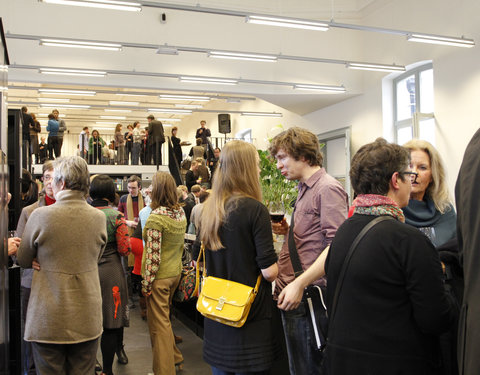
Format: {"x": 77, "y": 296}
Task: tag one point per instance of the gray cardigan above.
{"x": 68, "y": 239}
{"x": 27, "y": 274}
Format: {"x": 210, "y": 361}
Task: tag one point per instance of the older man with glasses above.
{"x": 45, "y": 198}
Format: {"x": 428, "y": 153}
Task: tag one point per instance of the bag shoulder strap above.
{"x": 292, "y": 249}
{"x": 201, "y": 256}
{"x": 348, "y": 257}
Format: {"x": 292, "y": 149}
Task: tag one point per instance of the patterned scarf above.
{"x": 377, "y": 205}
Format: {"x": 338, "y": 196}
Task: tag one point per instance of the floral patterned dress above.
{"x": 112, "y": 276}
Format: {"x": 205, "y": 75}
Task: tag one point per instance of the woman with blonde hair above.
{"x": 163, "y": 234}
{"x": 237, "y": 234}
{"x": 119, "y": 144}
{"x": 430, "y": 208}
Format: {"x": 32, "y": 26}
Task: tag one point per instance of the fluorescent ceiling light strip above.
{"x": 114, "y": 117}
{"x": 214, "y": 81}
{"x": 165, "y": 50}
{"x": 169, "y": 119}
{"x": 190, "y": 106}
{"x": 57, "y": 100}
{"x": 169, "y": 110}
{"x": 185, "y": 97}
{"x": 242, "y": 56}
{"x": 69, "y": 92}
{"x": 261, "y": 114}
{"x": 115, "y": 102}
{"x": 338, "y": 89}
{"x": 434, "y": 39}
{"x": 376, "y": 67}
{"x": 79, "y": 44}
{"x": 46, "y": 115}
{"x": 126, "y": 94}
{"x": 65, "y": 105}
{"x": 106, "y": 4}
{"x": 287, "y": 22}
{"x": 73, "y": 72}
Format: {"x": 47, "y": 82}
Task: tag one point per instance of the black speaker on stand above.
{"x": 224, "y": 125}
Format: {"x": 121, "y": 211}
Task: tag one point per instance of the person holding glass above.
{"x": 392, "y": 304}
{"x": 64, "y": 316}
{"x": 430, "y": 208}
{"x": 236, "y": 231}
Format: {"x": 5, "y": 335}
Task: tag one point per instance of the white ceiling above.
{"x": 141, "y": 70}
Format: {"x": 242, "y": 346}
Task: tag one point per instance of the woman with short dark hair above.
{"x": 112, "y": 277}
{"x": 392, "y": 305}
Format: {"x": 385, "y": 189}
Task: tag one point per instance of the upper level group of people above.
{"x": 393, "y": 303}
{"x": 134, "y": 145}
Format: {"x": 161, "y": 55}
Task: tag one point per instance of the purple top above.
{"x": 321, "y": 207}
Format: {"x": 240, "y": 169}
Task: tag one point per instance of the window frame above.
{"x": 414, "y": 121}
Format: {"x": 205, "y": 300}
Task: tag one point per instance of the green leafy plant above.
{"x": 276, "y": 189}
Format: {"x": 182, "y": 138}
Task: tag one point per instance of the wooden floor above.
{"x": 139, "y": 351}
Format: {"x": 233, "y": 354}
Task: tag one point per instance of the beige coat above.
{"x": 67, "y": 238}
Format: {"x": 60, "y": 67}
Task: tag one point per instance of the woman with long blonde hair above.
{"x": 430, "y": 208}
{"x": 236, "y": 231}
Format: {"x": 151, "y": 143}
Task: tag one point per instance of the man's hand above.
{"x": 280, "y": 228}
{"x": 13, "y": 244}
{"x": 291, "y": 296}
{"x": 131, "y": 223}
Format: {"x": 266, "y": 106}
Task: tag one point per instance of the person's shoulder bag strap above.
{"x": 347, "y": 259}
{"x": 292, "y": 249}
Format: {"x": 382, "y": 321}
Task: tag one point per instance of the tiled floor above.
{"x": 139, "y": 352}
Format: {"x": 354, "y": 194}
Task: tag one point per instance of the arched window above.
{"x": 413, "y": 105}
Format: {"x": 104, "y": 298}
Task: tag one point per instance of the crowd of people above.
{"x": 134, "y": 145}
{"x": 395, "y": 281}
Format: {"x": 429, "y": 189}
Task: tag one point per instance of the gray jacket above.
{"x": 27, "y": 274}
{"x": 68, "y": 239}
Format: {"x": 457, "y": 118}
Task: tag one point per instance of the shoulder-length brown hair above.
{"x": 164, "y": 191}
{"x": 236, "y": 176}
{"x": 437, "y": 190}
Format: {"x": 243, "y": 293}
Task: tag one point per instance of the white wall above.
{"x": 456, "y": 78}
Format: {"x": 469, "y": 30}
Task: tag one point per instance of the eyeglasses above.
{"x": 413, "y": 176}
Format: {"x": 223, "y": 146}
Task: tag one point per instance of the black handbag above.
{"x": 313, "y": 298}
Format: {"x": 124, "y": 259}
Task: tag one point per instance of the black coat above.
{"x": 468, "y": 234}
{"x": 392, "y": 305}
{"x": 155, "y": 132}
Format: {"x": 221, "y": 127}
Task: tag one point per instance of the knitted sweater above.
{"x": 164, "y": 234}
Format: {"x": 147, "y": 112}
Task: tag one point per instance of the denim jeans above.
{"x": 216, "y": 371}
{"x": 303, "y": 359}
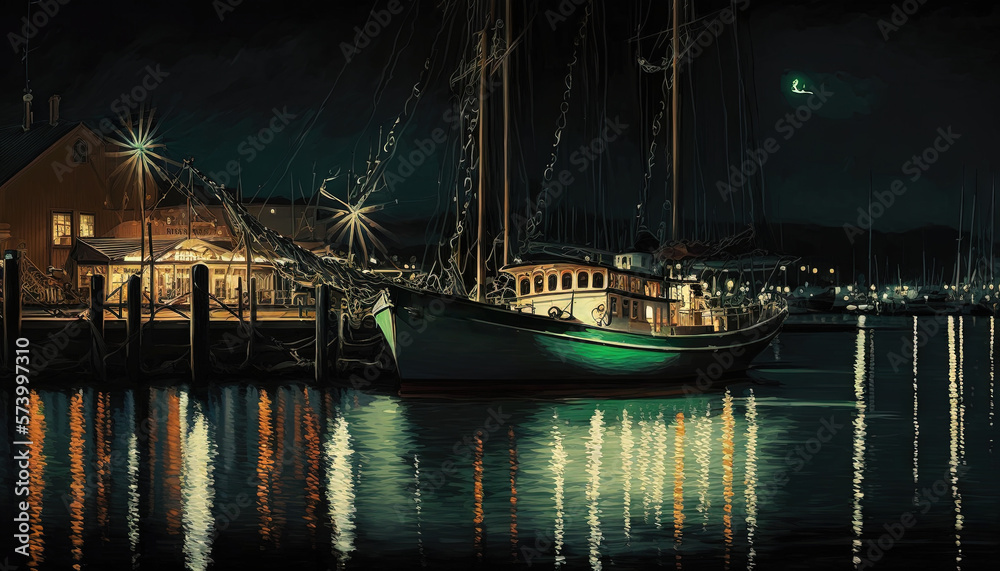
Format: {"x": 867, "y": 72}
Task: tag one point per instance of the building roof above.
{"x": 104, "y": 250}
{"x": 20, "y": 147}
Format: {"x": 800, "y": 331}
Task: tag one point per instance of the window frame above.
{"x": 93, "y": 225}
{"x": 52, "y": 228}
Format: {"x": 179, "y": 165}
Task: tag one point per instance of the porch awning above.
{"x": 100, "y": 251}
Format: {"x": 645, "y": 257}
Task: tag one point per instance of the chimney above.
{"x": 27, "y": 111}
{"x": 54, "y": 110}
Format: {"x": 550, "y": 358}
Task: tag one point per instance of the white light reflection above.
{"x": 197, "y": 489}
{"x": 627, "y": 444}
{"x": 594, "y": 444}
{"x": 728, "y": 431}
{"x": 679, "y": 430}
{"x": 558, "y": 467}
{"x": 703, "y": 455}
{"x": 916, "y": 424}
{"x": 955, "y": 358}
{"x": 340, "y": 486}
{"x": 132, "y": 515}
{"x": 659, "y": 468}
{"x": 858, "y": 460}
{"x": 750, "y": 478}
{"x": 992, "y": 376}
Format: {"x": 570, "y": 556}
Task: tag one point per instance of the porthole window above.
{"x": 598, "y": 280}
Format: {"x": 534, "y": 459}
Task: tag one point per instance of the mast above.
{"x": 993, "y": 210}
{"x": 871, "y": 227}
{"x": 481, "y": 202}
{"x": 675, "y": 211}
{"x": 961, "y": 219}
{"x": 972, "y": 224}
{"x": 506, "y": 135}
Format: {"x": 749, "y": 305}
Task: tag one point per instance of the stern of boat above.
{"x": 385, "y": 318}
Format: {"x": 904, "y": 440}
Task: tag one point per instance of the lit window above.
{"x": 81, "y": 151}
{"x": 87, "y": 225}
{"x": 62, "y": 228}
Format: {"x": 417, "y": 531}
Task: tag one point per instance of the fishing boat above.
{"x": 607, "y": 315}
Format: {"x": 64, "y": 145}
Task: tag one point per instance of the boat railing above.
{"x": 735, "y": 317}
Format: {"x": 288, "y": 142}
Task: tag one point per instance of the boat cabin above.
{"x": 628, "y": 297}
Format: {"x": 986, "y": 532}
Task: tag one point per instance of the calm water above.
{"x": 841, "y": 451}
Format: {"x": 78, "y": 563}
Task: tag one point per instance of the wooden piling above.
{"x": 11, "y": 305}
{"x": 239, "y": 296}
{"x": 199, "y": 324}
{"x": 133, "y": 324}
{"x": 322, "y": 335}
{"x": 97, "y": 296}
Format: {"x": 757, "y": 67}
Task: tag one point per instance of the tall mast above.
{"x": 871, "y": 228}
{"x": 961, "y": 219}
{"x": 481, "y": 199}
{"x": 506, "y": 134}
{"x": 972, "y": 223}
{"x": 993, "y": 210}
{"x": 675, "y": 173}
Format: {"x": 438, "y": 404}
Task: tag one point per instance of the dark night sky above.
{"x": 226, "y": 75}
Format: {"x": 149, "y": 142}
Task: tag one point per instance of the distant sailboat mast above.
{"x": 506, "y": 133}
{"x": 480, "y": 197}
{"x": 675, "y": 173}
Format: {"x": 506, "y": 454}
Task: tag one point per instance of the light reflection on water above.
{"x": 339, "y": 478}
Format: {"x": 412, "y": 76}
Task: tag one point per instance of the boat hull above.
{"x": 439, "y": 337}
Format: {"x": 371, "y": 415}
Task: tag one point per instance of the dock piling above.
{"x": 133, "y": 327}
{"x": 11, "y": 304}
{"x": 97, "y": 320}
{"x": 322, "y": 335}
{"x": 199, "y": 323}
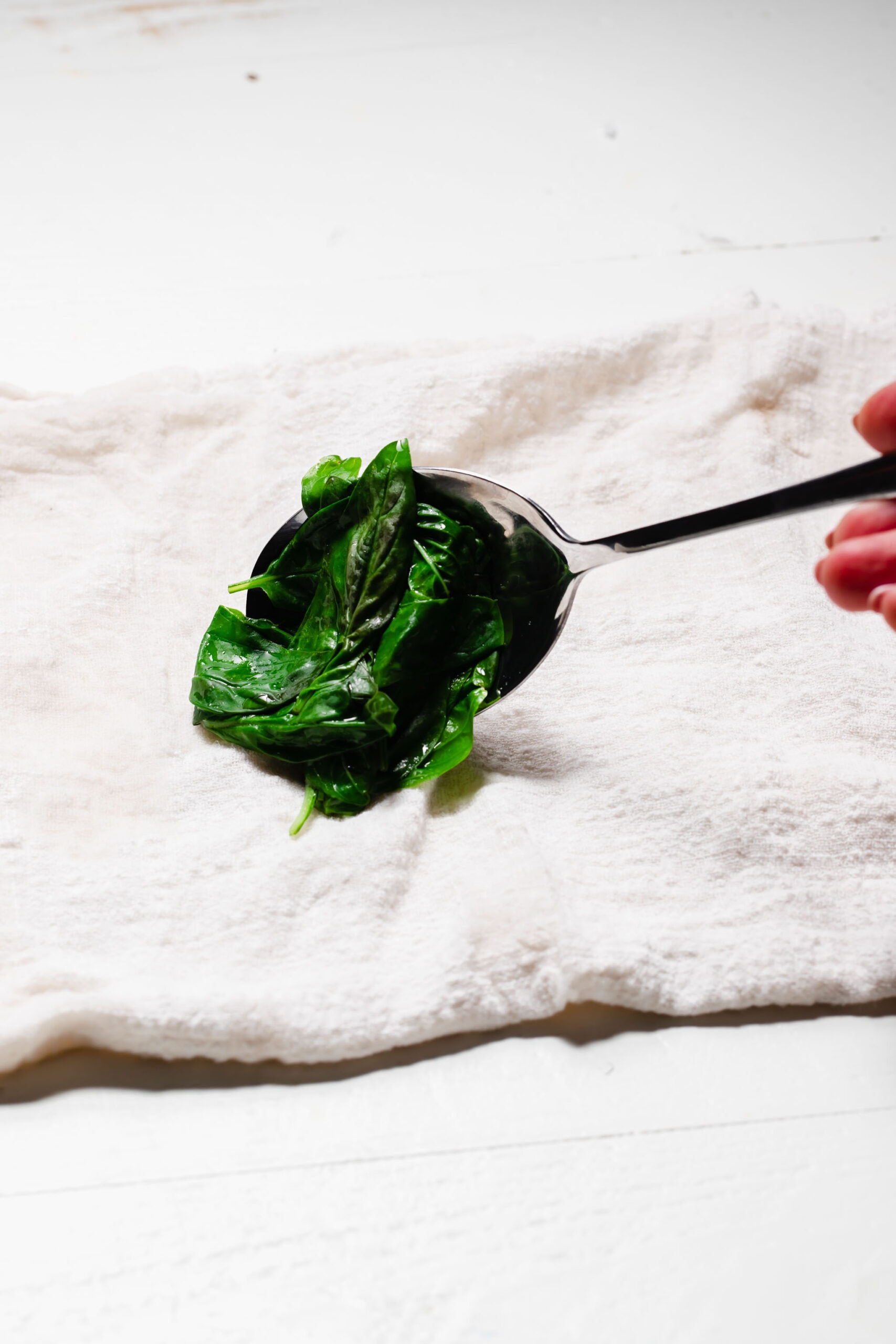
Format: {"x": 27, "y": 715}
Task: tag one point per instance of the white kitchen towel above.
{"x": 690, "y": 807}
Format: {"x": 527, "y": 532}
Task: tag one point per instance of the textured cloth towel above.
{"x": 691, "y": 805}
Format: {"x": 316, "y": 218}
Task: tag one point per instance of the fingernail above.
{"x": 876, "y": 596}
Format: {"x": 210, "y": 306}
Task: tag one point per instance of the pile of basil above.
{"x": 383, "y": 647}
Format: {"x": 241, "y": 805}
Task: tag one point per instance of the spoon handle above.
{"x": 868, "y": 480}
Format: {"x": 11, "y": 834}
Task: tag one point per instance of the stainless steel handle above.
{"x": 868, "y": 480}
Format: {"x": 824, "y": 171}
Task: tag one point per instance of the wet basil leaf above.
{"x": 388, "y": 642}
{"x": 328, "y": 481}
{"x": 292, "y": 580}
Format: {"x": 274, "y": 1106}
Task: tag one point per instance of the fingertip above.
{"x": 876, "y": 420}
{"x": 876, "y": 596}
{"x": 883, "y": 600}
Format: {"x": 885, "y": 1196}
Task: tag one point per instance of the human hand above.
{"x": 859, "y": 572}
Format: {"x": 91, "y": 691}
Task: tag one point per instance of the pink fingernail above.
{"x": 876, "y": 596}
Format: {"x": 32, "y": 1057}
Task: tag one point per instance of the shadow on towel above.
{"x": 579, "y": 1025}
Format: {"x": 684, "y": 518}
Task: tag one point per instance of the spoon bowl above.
{"x": 541, "y": 566}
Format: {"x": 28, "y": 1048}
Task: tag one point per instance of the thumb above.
{"x": 876, "y": 421}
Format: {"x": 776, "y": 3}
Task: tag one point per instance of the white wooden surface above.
{"x": 404, "y": 170}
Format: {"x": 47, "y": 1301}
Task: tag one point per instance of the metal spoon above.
{"x": 543, "y": 565}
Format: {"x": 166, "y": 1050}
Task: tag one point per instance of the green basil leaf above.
{"x": 368, "y": 563}
{"x": 291, "y": 581}
{"x": 328, "y": 481}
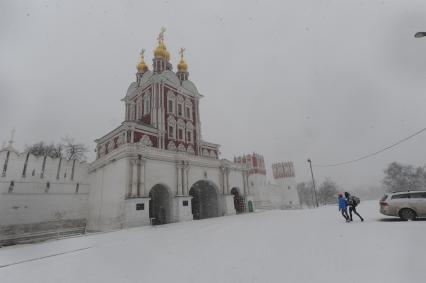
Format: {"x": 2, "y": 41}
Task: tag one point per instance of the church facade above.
{"x": 155, "y": 166}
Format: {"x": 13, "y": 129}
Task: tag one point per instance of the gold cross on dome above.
{"x": 161, "y": 35}
{"x": 181, "y": 52}
{"x": 12, "y": 134}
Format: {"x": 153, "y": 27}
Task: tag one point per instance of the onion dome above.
{"x": 161, "y": 50}
{"x": 142, "y": 67}
{"x": 182, "y": 66}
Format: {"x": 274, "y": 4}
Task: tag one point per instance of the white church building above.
{"x": 154, "y": 168}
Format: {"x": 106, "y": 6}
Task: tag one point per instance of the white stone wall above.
{"x": 107, "y": 195}
{"x": 34, "y": 199}
{"x": 113, "y": 199}
{"x": 273, "y": 196}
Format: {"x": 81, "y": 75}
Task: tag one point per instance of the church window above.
{"x": 147, "y": 106}
{"x": 171, "y": 132}
{"x": 170, "y": 107}
{"x": 11, "y": 186}
{"x": 187, "y": 112}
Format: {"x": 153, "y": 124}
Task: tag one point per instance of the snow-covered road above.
{"x": 313, "y": 245}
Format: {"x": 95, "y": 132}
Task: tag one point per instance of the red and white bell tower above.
{"x": 161, "y": 109}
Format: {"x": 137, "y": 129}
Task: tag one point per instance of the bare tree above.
{"x": 42, "y": 149}
{"x": 74, "y": 150}
{"x": 400, "y": 177}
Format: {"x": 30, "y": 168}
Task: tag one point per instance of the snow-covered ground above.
{"x": 313, "y": 245}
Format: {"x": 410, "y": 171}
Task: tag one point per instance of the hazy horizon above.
{"x": 292, "y": 80}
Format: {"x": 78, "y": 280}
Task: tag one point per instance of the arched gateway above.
{"x": 204, "y": 200}
{"x": 159, "y": 205}
{"x": 238, "y": 200}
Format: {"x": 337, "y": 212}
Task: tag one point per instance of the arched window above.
{"x": 181, "y": 130}
{"x": 180, "y": 104}
{"x": 188, "y": 109}
{"x": 147, "y": 104}
{"x": 171, "y": 128}
{"x": 171, "y": 102}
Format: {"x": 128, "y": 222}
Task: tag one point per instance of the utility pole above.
{"x": 313, "y": 182}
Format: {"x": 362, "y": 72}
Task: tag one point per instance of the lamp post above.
{"x": 313, "y": 182}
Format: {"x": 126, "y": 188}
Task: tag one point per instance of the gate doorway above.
{"x": 159, "y": 205}
{"x": 238, "y": 200}
{"x": 204, "y": 200}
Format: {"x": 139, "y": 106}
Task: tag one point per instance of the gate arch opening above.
{"x": 159, "y": 205}
{"x": 204, "y": 200}
{"x": 238, "y": 200}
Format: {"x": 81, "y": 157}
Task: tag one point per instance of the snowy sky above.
{"x": 329, "y": 80}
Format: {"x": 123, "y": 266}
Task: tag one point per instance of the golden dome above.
{"x": 182, "y": 66}
{"x": 142, "y": 67}
{"x": 161, "y": 50}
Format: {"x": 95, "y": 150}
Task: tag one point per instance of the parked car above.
{"x": 407, "y": 205}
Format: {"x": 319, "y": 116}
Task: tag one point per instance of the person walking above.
{"x": 343, "y": 207}
{"x": 352, "y": 202}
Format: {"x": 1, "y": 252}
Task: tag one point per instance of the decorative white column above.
{"x": 179, "y": 179}
{"x": 222, "y": 179}
{"x": 143, "y": 192}
{"x": 227, "y": 181}
{"x": 132, "y": 111}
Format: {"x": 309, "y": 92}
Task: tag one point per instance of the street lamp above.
{"x": 313, "y": 181}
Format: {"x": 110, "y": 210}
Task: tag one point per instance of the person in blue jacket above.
{"x": 343, "y": 207}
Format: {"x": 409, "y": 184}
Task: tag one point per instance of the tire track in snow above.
{"x": 43, "y": 257}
* * *
» **Qué se pide**
Cuenta cuántas líneas de los registros de arriba contienen la cadena "fingernail". Responde solo con el número.

» **Solución**
2